Records shown:
——
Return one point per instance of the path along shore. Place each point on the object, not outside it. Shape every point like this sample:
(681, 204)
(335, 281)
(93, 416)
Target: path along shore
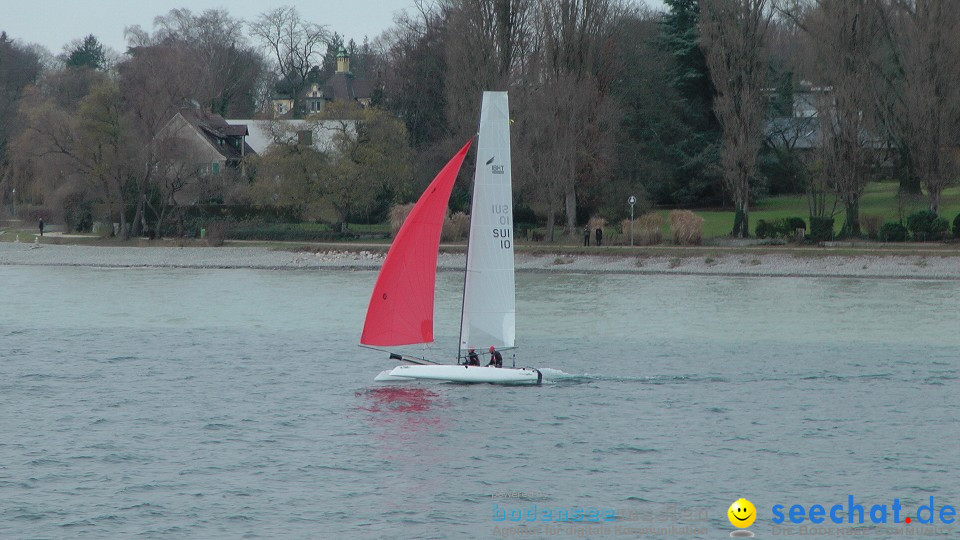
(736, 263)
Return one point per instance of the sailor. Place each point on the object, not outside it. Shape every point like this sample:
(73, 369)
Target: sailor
——
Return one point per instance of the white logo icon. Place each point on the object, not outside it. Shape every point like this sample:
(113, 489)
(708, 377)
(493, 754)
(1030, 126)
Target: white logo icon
——
Read the data above and pull out each line that holds the string "like".

Response:
Return one point per instance of the path along shore. Place each point on the object, not outside it. Shape every point like this sample:
Return one point per instance of the sailor. Place each point on the object, not outside it. Shape every point like this sample:
Return one point per instance of the white logo icon. Place each point on the object, not outside it. Shape every point like this sample:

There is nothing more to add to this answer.